● **WORK REQUIRED**:
Each entry must be printed again without a single change.
======== GIVEN DATA
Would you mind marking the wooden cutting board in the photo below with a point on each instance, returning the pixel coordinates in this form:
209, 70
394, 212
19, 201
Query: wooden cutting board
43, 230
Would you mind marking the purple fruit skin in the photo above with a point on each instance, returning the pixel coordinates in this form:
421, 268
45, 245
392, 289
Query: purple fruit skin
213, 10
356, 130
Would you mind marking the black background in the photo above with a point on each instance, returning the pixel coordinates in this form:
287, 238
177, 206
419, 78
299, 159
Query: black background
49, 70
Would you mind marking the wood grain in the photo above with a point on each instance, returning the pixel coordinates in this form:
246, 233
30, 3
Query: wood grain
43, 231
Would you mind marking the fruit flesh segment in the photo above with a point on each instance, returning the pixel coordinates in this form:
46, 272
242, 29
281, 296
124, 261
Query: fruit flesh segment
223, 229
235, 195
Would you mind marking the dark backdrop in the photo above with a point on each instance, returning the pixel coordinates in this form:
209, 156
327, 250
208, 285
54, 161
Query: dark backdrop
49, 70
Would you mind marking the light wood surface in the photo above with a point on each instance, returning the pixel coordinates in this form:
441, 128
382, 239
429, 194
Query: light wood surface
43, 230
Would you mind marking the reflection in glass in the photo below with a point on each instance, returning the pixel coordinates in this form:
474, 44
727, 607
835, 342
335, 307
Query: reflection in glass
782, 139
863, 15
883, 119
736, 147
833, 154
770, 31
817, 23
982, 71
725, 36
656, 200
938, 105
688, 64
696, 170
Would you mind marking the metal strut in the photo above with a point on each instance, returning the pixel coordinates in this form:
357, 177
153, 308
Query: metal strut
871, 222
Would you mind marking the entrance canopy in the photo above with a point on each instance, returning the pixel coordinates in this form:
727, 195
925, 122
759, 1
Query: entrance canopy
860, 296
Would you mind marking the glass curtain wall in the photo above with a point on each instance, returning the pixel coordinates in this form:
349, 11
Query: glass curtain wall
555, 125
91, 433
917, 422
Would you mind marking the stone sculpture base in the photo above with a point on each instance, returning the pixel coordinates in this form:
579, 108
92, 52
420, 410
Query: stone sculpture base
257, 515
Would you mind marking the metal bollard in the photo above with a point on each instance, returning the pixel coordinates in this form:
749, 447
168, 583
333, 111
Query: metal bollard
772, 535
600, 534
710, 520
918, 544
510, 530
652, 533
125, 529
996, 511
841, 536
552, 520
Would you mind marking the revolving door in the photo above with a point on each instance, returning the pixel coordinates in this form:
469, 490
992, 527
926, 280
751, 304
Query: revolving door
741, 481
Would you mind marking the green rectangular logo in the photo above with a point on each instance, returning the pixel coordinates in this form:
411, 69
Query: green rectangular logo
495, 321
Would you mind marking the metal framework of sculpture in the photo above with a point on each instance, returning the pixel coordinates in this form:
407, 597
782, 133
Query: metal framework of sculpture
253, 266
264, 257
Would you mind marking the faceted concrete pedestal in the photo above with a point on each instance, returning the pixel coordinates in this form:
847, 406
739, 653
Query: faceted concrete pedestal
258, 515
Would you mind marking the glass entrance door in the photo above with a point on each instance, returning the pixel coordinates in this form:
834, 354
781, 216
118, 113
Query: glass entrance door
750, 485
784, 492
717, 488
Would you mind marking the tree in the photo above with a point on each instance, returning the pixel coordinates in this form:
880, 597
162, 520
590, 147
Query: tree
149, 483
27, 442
================
● **ANSWER SPACE**:
Would you mind marking the wooden cutting board in the photo below with a point on each instance, returning the pixel coordinates in this form:
209, 70
394, 212
19, 201
Query: wooden cutting board
43, 230
Would you mind marking the purple fruit skin in the photo above with a point on each instance, returning the pixel coordinates in this form:
421, 268
45, 245
392, 289
Query: purple fruit skin
213, 10
356, 130
Would you mind marking the black background in the photo above with a point on each instance, returning the pixel coordinates in this form:
287, 238
177, 206
419, 78
299, 159
Query: black background
49, 70
Would you mind marking the wood grain in the photo above with a point on each instance, returning the pixel coordinates in this form:
246, 233
30, 3
Query: wood grain
43, 231
Would you mind marking the fruit flesh segment in the photo above with a point on each instance, returning the pixel coordinates in this form:
46, 272
242, 29
281, 296
124, 261
Query: fruit flesh segment
223, 229
235, 195
Would you mind marking the dark backdrop in the photo above with a point on each instance, returning the pixel coordinates in this form:
209, 156
327, 250
208, 285
54, 161
Query: dark backdrop
49, 70
Would you mind marking the light wood surface in the photo above with a point on each instance, returning the pixel coordinates in this form:
441, 128
382, 239
429, 194
Query: light wood surface
43, 230
Would you mind marking the reflection in glass in the photo below with a point on each instance, returning the pixel coordinates in this form:
474, 44
727, 607
835, 342
335, 307
Query: reflection in glass
782, 139
863, 15
883, 119
736, 147
833, 154
770, 31
817, 23
982, 71
725, 36
656, 200
938, 105
688, 64
696, 170
Would you mind marking the metal strut in the photo above with a point on each instance, returning the pixel coordinates in this form:
357, 177
153, 308
Query: metal strut
871, 222
Would you mind marking the entrance canopy in the photo above with a point on each instance, returning the pixel coordinates in this form:
727, 195
925, 122
759, 1
Query: entrance canopy
860, 296
Would you mind marking the glass curtain wall in the photo above with a point on each instance, returning the pixel coordinates in this form:
349, 11
Query: glass curtain wall
555, 125
91, 433
917, 422
Would you mind marking the stone sculpture base in the photo above with a point on each instance, returning the pixel coordinates in this form:
579, 108
92, 52
420, 410
Query: stone sculpture base
257, 515
Would you mind marking the metal bollard in the photo above with a point on each instance, returning the pixel coordinates in this form:
749, 447
168, 583
333, 111
Query: metal bollard
772, 535
600, 534
710, 520
918, 544
510, 530
652, 533
125, 529
996, 511
841, 536
552, 520
Would you mind marking the revolving door in the photo above with a point on each instance, returning the pixel coordinates in this form:
469, 490
992, 527
926, 280
751, 304
Query: revolving door
741, 481
Would you mind marking the green rectangular logo in the photo above with a point on each instance, returning the pixel coordinates in this form:
411, 69
Query: green rectangular logo
495, 321
Would you mind marking the metal framework of sculpture in the photo above with a point on each instance, returning the pixel coordinates in this form:
407, 597
782, 133
Query: metal framework of sculpture
253, 266
264, 257
Would you mind marking the faceted concrete pedestal in the photo above with a point on each instance, returning the pixel coordinates in this form:
847, 406
739, 653
Query: faceted concrete pedestal
258, 515
Would you mind marking the glass entrance door in the photo above with a point on each instance, returning the pixel coordinates in this form:
834, 354
781, 216
118, 113
Query: glass entrance door
750, 485
784, 492
717, 488
Would you mind marking the tree in the photo above with a point on each instance, returning the pixel coordinates in this form:
880, 597
162, 520
590, 147
Query: tree
149, 483
27, 442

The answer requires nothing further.